- Exercise tasks -
A. Using the meeting minutes, explain why the Secretary of Public Safety led a task force on alternatives for nonviolent offenders.
B. Reproduce the passage of the meeting minutes from "Judge Bach, Judge" to "minutes without amendment.".

Virginia Criminal Sentencing Commission

November 14, 2011

Meeting Minutes

Members Present:

Judge Bach, Judge Alper, Judge Bass, Harvey Bryant, Eric Finkbeiner, Judge Fulton, Marsha Garst, Robert Hagan, Judge Humphreys, Judge Kirksey, Senator Marsh, Debbie Smith, Judge Trumbo, Esther Windmueller, and the Attorney General’s representative

Members Absent:

Linda Curtis and Delegate Gilbert

The meeting commenced at 10:05 a.m.

Agenda

I. Approval of Minutes

Judge Bach asked the Commission members to approve the minutes from the previous meeting held on September 12, 2011. The Commission unanimously approved the minutes without amendment.

II. Recommendations of the Secretary of Public Safety’s Alternatives for Non-Violent Offenders Task Force

The budget adopted by the 2010 General Assembly included language directing the Secretary of Public Safety to lead a task force to develop recommendations to expand the utilization of alternative methods of punishment for nonviolent lower-risk offenders who have been sentenced by a court to a term of incarceration. Dr. Kern stated that the task force had been hard at work over many months and had recently approved several recommendations that, if adopted, would directly affect the sanctioning of certain offenders and the work of the Commission.

- Source excerpt -
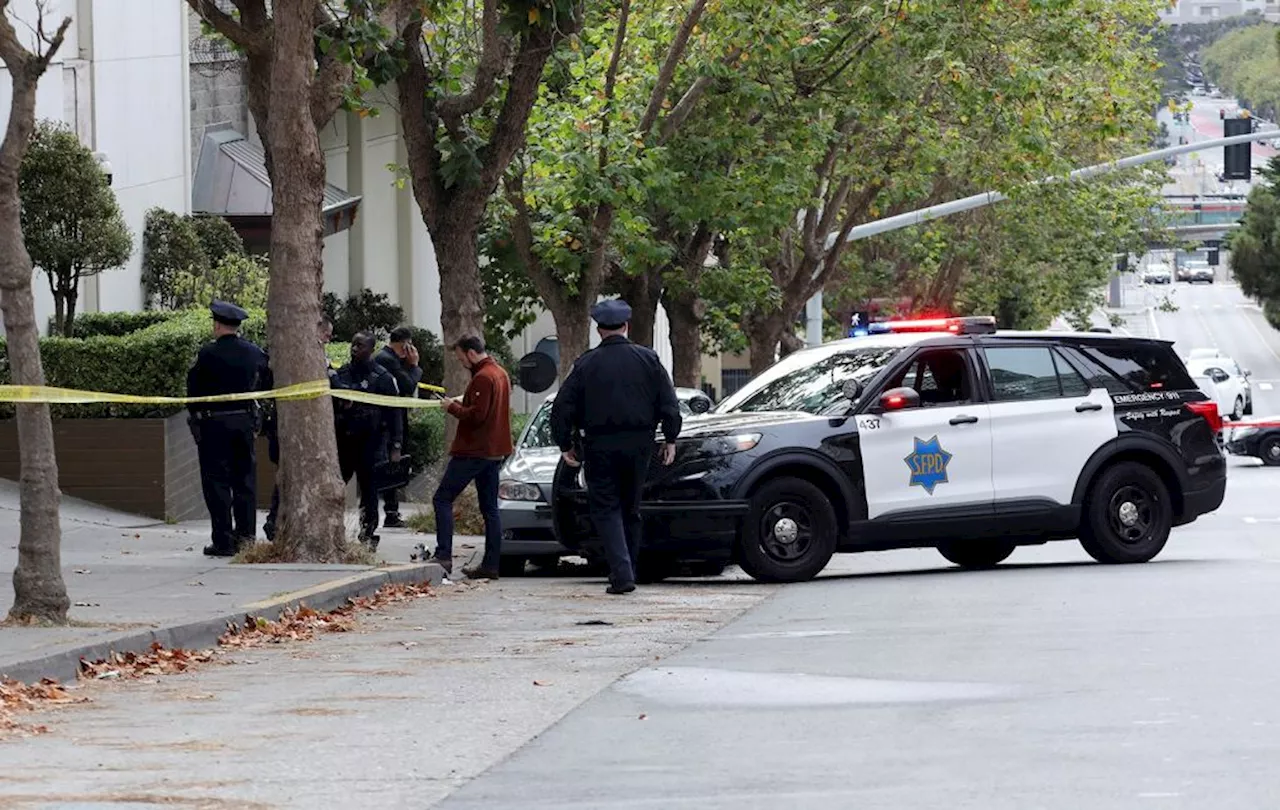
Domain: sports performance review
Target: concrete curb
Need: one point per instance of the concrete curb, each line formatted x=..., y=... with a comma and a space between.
x=64, y=664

- Solutions to the exercise -
A. The budget adopted by the 2010 General Assembly included language directing the Secretary of Public Safety to lead such a task force. Its charge was to develop recommendations to expand the use of alternative methods of punishment for nonviolent lower-risk offenders who had been sentenced by a court to a term of incarceration.

B.
Judge Bach, Judge Alper, Judge Bass, Harvey Bryant, Eric Finkbeiner, Judge Fulton, Marsha Garst, Robert Hagan, Judge Humphreys, Judge Kirksey, Senator Marsh, Debbie Smith, Judge Trumbo, Esther Windmueller, and the Attorney General’s representative

Members Absent:

Linda Curtis and Delegate Gilbert

The meeting commenced at 10:05 a.m.

Agenda

I. Approval of Minutes

Judge Bach asked the Commission members to approve the minutes from the previous meeting held on September 12, 2011. The Commission unanimously approved the minutes without amendment.